Exercise:
With nothing added and nothing dropped, copy the entire listing.

++++++++++++++++++++

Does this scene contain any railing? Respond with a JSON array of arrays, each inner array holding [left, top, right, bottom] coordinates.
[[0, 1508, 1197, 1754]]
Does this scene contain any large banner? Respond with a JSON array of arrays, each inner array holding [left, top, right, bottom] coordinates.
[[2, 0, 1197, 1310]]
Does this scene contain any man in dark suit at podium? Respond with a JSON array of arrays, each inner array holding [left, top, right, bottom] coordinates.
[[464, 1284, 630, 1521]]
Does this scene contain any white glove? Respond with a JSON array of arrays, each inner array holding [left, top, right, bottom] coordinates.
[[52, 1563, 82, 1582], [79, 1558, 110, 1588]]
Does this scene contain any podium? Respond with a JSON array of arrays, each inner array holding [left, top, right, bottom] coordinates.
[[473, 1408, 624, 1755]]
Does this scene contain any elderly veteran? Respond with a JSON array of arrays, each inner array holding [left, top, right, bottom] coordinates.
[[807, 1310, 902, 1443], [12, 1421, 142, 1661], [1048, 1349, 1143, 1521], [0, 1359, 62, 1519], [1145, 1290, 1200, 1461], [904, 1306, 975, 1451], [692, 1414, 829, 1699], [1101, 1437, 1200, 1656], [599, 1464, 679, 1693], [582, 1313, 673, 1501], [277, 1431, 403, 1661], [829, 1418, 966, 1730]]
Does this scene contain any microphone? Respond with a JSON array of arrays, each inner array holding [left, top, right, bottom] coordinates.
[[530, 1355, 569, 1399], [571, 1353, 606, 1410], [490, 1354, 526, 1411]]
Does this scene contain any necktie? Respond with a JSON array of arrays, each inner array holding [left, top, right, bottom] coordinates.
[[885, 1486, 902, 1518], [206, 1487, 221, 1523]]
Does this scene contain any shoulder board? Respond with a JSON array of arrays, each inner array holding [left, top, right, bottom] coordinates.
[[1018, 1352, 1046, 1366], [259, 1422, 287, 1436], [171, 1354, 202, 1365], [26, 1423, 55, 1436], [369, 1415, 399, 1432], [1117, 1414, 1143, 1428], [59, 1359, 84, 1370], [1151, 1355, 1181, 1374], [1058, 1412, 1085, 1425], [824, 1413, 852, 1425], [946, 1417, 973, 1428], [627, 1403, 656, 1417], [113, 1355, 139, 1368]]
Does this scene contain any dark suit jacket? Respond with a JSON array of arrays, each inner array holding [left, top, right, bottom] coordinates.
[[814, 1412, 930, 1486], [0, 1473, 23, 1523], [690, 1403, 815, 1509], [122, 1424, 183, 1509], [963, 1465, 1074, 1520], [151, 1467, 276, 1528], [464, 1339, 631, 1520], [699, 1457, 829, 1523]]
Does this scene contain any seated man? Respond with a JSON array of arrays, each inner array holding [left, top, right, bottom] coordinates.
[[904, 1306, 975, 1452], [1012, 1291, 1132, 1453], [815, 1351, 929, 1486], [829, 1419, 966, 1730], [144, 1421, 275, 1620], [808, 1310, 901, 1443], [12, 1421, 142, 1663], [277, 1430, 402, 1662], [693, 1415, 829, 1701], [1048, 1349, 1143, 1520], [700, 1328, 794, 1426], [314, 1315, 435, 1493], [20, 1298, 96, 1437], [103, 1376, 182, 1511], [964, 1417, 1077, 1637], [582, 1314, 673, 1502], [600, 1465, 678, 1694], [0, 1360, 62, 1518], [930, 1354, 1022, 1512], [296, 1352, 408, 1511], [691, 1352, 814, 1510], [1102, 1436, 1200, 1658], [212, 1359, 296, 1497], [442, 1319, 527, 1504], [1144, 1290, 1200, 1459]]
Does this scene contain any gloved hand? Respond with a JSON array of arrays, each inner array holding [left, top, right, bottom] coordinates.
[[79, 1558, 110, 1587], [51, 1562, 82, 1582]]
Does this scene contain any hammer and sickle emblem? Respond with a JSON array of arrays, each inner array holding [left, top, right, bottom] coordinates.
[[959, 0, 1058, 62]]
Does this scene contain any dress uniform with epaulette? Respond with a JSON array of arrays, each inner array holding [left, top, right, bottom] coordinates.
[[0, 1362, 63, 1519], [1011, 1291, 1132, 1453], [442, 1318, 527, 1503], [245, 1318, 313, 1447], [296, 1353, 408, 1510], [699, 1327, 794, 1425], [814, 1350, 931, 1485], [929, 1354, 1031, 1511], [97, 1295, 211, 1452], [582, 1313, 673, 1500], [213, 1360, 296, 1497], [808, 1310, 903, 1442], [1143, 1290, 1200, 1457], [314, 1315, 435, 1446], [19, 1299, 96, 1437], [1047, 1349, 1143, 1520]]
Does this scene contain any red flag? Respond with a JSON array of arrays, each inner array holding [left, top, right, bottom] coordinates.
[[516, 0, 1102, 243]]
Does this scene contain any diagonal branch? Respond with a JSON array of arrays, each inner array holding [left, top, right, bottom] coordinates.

++++++++++++++++++++

Written reply:
Does this scene contain any railing? Respond with a JSON array of arrays, each inner array holding [left, top, right, bottom] coordinates.
[[0, 1508, 1197, 1754]]
Does this scene contain any large banner? Respond with a JSON array of arrays, each inner array holding [left, top, right, bottom] coordinates.
[[2, 0, 1197, 1310]]
Does this scene contain any man in dark suit at podium? Respond with a JSON array of arrays, each inner array holding [left, top, right, bottom] coordinates.
[[464, 1284, 630, 1521]]
Does this scene contain any white glove? Respond with a JSON array of arrays, each inner array holding [left, top, right, bottom] coordinates.
[[52, 1563, 82, 1582], [79, 1558, 110, 1588]]
Does this scene contain any podium? Respond with a JSON array of arrays, each inner array holding [left, top, right, bottom] coordinates.
[[473, 1408, 624, 1755]]
Does this scene contain any elderly veteran? Respond with a JSON array of arrays, each inner array holding [left, top, right, bottom] coordinates.
[[807, 1310, 902, 1443], [12, 1421, 142, 1661], [1048, 1349, 1143, 1521], [0, 1359, 62, 1519], [1145, 1290, 1200, 1461], [904, 1306, 975, 1451], [692, 1414, 829, 1699], [1101, 1437, 1200, 1656], [599, 1464, 679, 1693], [582, 1313, 673, 1501], [277, 1431, 403, 1661], [829, 1418, 966, 1730]]
Does this scene contain any microphone? Respond with a JSON array of arrays, each inner array holding [left, top, right, bottom] coordinates.
[[530, 1355, 569, 1399], [571, 1353, 606, 1410], [490, 1354, 526, 1411]]
Does this scene contain any necktie? Respond with a JSON array of arrays, each inner array holding [left, top, right, bottom] coordinates.
[[885, 1486, 902, 1518], [206, 1487, 221, 1523]]
Does this scene contain any shoulder board? Respond with a JSON array of arrays, each inner array holding [left, top, right, bottom] coordinates.
[[1018, 1352, 1046, 1366], [259, 1422, 287, 1436], [171, 1354, 202, 1365], [26, 1423, 55, 1436], [369, 1415, 399, 1432], [1117, 1414, 1143, 1428], [59, 1359, 84, 1370], [1151, 1355, 1181, 1374], [1058, 1412, 1085, 1425], [824, 1413, 852, 1425], [946, 1417, 973, 1428], [627, 1403, 656, 1417], [113, 1355, 139, 1368]]
Does this scene contain any dark suit jacket? Respond with a JSON array of arrays, each inner array holding [left, top, right, bottom] coordinates.
[[814, 1412, 930, 1486], [0, 1473, 23, 1523], [690, 1403, 815, 1509], [122, 1424, 183, 1509], [963, 1465, 1074, 1520], [151, 1467, 276, 1528], [464, 1339, 631, 1520], [699, 1457, 829, 1523]]
Does this scene contain any seated man? Respond with a JSON array of arrays, each inner array holding [left, top, right, bottom] coordinates.
[[904, 1306, 975, 1452], [1012, 1291, 1132, 1453], [815, 1351, 929, 1486], [829, 1419, 966, 1730], [144, 1421, 275, 1620], [808, 1310, 901, 1443], [12, 1421, 142, 1663], [277, 1430, 402, 1662], [693, 1415, 829, 1701], [1048, 1349, 1143, 1520], [700, 1328, 794, 1426], [314, 1315, 435, 1493], [20, 1298, 96, 1437], [103, 1376, 182, 1511], [964, 1417, 1077, 1637], [582, 1314, 673, 1502], [600, 1465, 678, 1694], [0, 1360, 62, 1518], [930, 1354, 1022, 1512], [296, 1352, 408, 1511], [691, 1352, 814, 1510], [1102, 1436, 1200, 1658], [212, 1359, 296, 1497], [442, 1319, 527, 1504], [1144, 1290, 1200, 1459]]
Does this scene contain any gloved hand? Respond with a JSON array of arrays, each inner array holding [left, top, right, bottom] coordinates.
[[79, 1558, 110, 1587], [51, 1562, 82, 1582]]
Does this scene contain any hammer and sickle emblem? Respond with a JSON array of arrays, each inner array holding [left, top, right, bottom] coordinates.
[[959, 0, 1058, 62]]
Does this scene contain any dress uniform with epaulette? Respond with a JSON array of arrays, each inner array holding [left, top, right, bottom] coordinates.
[[0, 1362, 63, 1519], [1011, 1291, 1132, 1453], [442, 1318, 527, 1503], [245, 1318, 313, 1447], [296, 1353, 408, 1510], [699, 1327, 794, 1425], [814, 1350, 931, 1485], [929, 1354, 1031, 1511], [97, 1295, 211, 1452], [582, 1313, 673, 1500], [213, 1360, 296, 1497], [808, 1310, 903, 1442], [1143, 1290, 1200, 1457], [314, 1315, 435, 1446], [19, 1299, 96, 1437], [1047, 1349, 1143, 1520]]
Does this scene contain any red flag? Respond with a JSON array of arrays, each inner array holding [left, top, right, bottom] coordinates.
[[516, 0, 1102, 243]]
Does this scene contain any diagonal branch? Respond with a JSON array of arrays, each inner array holding [left, top, right, bottom] coordinates.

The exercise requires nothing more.